→ **Given exercise**:
Please copy, unchanged, the lines of the material below that run from the line containing "of the clear" through the line containing "pixel 161 653", inclusive.

→ **Supplied entries**:

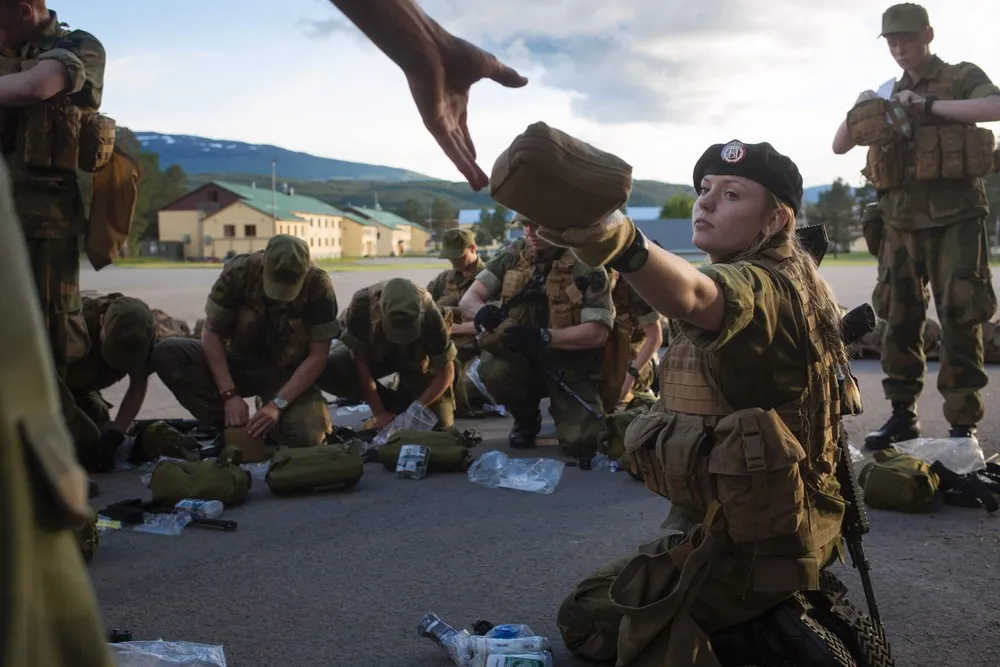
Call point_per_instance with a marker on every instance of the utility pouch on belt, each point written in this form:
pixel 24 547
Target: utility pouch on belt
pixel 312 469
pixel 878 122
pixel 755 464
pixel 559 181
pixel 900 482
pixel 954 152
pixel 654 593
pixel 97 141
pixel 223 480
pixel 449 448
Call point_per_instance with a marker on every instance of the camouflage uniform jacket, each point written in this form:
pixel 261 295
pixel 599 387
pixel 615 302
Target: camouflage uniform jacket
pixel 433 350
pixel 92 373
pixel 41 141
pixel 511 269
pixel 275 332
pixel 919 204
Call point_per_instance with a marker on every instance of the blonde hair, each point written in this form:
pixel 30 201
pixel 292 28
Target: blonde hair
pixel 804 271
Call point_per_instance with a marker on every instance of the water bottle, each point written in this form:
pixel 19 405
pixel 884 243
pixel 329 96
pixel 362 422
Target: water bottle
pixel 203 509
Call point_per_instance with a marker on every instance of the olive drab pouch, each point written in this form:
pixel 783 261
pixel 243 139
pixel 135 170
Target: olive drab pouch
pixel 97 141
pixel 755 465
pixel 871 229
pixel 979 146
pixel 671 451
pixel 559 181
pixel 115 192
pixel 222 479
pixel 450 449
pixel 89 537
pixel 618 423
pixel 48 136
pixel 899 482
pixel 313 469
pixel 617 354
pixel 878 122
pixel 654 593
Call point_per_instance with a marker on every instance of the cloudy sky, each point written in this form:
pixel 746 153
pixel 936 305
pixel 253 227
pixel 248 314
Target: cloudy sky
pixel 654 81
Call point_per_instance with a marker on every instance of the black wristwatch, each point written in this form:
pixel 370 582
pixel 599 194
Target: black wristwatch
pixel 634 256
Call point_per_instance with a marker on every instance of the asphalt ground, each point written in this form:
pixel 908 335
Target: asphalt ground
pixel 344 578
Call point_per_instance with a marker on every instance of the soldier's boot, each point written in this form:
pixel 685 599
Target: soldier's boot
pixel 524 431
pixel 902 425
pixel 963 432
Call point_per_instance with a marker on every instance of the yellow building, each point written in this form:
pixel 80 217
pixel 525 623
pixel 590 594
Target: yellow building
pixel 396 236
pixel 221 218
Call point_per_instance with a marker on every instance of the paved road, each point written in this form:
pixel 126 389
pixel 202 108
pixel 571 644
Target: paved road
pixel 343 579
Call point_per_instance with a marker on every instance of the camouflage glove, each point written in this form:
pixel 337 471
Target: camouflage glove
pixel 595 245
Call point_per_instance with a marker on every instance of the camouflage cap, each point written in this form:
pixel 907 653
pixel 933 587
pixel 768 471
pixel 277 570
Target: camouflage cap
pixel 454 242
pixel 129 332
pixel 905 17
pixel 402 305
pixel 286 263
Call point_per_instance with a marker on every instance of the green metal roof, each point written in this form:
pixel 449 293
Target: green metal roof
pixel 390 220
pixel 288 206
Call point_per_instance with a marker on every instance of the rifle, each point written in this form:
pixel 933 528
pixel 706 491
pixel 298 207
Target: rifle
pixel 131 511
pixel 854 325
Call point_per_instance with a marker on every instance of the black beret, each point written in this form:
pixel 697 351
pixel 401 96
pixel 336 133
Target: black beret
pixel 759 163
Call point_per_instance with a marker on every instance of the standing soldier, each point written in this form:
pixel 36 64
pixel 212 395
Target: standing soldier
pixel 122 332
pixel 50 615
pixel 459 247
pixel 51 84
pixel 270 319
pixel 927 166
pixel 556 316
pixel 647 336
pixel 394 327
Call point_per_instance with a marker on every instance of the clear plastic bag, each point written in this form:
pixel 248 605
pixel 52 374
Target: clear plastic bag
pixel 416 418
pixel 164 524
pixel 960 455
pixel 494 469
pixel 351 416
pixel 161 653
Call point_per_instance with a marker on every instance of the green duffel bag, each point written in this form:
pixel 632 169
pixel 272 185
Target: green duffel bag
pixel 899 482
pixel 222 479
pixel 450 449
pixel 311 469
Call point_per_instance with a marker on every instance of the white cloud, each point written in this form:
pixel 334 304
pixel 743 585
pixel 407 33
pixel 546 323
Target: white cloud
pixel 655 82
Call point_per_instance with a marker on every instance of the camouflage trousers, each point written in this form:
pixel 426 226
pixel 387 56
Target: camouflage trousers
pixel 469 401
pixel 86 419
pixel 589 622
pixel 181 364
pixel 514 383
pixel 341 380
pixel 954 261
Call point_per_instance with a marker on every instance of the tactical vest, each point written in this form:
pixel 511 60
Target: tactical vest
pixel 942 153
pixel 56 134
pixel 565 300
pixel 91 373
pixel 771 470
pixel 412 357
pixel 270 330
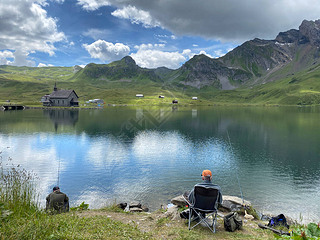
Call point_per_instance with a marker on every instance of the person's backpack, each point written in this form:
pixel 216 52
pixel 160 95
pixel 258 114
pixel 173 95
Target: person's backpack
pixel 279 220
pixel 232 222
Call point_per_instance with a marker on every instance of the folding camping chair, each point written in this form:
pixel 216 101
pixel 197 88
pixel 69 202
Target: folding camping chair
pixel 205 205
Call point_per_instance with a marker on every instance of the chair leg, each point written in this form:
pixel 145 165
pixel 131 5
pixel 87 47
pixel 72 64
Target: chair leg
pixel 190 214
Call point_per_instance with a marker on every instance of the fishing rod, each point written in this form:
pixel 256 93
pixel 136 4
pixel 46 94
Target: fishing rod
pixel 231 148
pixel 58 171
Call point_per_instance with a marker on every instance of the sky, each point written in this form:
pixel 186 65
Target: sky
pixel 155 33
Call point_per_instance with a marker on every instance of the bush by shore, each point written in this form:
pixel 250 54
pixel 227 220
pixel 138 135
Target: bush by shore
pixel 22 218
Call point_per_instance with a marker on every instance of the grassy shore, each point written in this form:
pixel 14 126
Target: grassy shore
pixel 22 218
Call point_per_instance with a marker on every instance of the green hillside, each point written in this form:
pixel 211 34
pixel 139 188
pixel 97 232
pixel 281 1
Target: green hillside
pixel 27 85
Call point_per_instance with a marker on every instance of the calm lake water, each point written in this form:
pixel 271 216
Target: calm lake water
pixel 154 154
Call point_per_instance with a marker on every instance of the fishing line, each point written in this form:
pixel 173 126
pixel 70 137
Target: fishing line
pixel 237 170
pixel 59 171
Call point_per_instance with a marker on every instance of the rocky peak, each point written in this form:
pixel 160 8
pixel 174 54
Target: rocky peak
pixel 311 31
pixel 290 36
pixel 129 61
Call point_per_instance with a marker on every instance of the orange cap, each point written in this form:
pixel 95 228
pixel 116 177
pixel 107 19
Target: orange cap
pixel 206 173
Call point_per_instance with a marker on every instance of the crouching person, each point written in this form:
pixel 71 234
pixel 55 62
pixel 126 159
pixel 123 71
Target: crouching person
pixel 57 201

==

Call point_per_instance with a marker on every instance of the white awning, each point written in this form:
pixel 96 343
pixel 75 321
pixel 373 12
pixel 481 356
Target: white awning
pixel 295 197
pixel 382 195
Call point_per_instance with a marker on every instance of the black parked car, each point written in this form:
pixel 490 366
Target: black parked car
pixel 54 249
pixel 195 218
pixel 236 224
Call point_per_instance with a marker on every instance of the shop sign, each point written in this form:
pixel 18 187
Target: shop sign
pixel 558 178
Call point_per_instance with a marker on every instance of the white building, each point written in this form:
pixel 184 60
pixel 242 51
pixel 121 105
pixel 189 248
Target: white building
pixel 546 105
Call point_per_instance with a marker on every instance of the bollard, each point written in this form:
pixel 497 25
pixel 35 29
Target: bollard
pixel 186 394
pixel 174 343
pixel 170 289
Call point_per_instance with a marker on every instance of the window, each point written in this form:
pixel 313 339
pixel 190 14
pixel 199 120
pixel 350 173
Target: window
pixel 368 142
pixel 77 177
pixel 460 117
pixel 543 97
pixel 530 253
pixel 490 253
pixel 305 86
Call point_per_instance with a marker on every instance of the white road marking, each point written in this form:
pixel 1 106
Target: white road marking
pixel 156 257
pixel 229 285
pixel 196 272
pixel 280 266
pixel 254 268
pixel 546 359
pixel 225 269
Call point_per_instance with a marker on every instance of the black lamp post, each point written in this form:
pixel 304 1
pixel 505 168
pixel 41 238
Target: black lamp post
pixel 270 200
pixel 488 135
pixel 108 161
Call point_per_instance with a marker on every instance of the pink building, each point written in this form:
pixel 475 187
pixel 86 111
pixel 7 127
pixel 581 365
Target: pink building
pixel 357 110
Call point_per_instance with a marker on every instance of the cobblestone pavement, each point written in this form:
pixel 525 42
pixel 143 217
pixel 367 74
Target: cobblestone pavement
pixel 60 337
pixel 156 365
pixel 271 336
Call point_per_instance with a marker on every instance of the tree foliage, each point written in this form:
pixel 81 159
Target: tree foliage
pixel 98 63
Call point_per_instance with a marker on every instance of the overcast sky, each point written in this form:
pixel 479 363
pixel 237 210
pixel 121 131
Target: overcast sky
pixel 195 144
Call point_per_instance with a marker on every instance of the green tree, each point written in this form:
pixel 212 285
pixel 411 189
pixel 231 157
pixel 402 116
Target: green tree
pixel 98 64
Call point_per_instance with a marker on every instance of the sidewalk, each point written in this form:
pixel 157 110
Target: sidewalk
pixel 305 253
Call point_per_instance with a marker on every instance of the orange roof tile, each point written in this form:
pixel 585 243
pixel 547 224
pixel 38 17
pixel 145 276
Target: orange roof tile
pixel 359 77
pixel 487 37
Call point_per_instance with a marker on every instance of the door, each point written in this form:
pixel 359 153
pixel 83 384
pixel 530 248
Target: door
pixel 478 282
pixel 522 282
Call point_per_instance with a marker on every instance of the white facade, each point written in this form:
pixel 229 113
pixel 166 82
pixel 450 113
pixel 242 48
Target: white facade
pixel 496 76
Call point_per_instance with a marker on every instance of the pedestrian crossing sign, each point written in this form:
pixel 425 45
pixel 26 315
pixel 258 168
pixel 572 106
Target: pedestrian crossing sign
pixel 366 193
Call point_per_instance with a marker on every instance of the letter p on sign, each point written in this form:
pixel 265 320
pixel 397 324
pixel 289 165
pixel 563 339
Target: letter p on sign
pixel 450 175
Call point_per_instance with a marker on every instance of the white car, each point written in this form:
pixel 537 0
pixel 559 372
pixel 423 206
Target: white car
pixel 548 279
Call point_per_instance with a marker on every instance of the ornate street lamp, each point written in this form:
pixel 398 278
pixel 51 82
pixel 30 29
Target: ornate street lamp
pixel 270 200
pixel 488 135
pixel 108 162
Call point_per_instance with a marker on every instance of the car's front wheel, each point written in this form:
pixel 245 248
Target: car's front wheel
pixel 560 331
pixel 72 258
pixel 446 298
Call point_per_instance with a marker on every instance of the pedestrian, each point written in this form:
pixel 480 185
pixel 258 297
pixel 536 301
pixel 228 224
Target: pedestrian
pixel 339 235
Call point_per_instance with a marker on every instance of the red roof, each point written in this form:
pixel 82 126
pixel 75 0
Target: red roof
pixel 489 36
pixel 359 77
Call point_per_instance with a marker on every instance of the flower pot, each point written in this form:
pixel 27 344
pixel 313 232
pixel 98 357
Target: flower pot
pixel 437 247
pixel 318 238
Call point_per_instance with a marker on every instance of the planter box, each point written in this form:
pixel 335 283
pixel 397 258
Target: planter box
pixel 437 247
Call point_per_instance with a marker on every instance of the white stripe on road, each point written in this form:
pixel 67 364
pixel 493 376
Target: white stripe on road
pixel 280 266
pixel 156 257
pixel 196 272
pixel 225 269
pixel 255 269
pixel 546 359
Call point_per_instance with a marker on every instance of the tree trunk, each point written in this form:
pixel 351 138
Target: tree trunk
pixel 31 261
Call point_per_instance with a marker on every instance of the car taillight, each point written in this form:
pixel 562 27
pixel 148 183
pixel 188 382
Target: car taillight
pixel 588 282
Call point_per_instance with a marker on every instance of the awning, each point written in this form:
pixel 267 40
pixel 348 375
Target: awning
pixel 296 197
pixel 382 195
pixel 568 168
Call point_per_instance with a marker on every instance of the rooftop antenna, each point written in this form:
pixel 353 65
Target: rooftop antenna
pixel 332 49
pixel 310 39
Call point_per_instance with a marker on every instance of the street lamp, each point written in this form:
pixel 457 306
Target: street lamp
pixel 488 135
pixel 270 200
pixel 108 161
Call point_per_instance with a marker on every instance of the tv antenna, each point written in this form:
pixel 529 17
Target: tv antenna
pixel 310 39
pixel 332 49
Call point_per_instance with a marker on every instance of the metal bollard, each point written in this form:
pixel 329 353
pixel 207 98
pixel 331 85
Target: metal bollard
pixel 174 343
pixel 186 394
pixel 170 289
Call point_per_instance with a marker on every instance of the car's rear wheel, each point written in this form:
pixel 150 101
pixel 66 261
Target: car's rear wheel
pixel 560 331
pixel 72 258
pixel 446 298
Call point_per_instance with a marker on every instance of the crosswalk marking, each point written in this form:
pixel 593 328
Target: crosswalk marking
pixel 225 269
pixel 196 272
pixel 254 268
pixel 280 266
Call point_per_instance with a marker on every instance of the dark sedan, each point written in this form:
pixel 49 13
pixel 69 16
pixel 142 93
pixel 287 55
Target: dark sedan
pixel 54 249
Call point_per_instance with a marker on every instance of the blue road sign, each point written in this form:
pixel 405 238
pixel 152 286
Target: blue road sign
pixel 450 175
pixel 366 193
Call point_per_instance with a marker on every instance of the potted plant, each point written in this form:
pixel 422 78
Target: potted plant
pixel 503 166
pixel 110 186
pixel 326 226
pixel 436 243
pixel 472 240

→ **Exercise result**:
Call point_per_instance with a marker on every instance of the clear plastic bag, each point written in this form:
pixel 248 605
pixel 52 374
Target: clear plastic bag
pixel 416 418
pixel 164 524
pixel 960 455
pixel 494 469
pixel 351 416
pixel 161 653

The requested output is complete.